--- START Material for this task ---
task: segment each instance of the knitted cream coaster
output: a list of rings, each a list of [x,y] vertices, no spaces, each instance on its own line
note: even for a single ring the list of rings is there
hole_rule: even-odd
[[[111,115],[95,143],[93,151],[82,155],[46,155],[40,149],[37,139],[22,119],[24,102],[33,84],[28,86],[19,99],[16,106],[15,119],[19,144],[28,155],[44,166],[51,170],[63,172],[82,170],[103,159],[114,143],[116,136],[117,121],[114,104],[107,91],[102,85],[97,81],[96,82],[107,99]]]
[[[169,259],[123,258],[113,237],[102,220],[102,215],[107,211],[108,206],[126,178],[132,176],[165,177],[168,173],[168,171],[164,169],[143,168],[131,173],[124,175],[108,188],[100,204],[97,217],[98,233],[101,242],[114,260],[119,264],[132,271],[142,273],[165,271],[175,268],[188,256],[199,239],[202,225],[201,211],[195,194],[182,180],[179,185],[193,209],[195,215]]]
--- END Material for this task ---
# [Job]
Rewrite all the lines above as a numbered list, skipping any blank lines.

# [Solution]
1. task: segment each instance of the knitted cream coaster
2. output: a list of rings, each a list of [x,y] vertices, no spaces, each instance on its own line
3. note: even for a single ring the list of rings is there
4. hole_rule: even-odd
5. [[[111,115],[95,143],[93,151],[82,155],[46,155],[40,149],[37,139],[22,119],[24,102],[33,84],[28,86],[19,99],[16,106],[15,119],[19,144],[28,155],[44,166],[51,170],[63,172],[82,170],[103,159],[114,143],[116,136],[117,121],[114,104],[107,91],[102,85],[97,81],[96,82],[107,99]]]
6. [[[169,259],[123,258],[113,237],[102,220],[102,215],[107,211],[108,206],[126,178],[132,176],[165,177],[168,173],[168,171],[164,169],[143,168],[131,173],[124,175],[108,188],[100,204],[97,217],[98,233],[101,242],[114,260],[119,264],[132,271],[142,273],[165,271],[175,268],[188,256],[199,239],[202,225],[201,211],[195,194],[182,180],[179,185],[193,209],[195,215]]]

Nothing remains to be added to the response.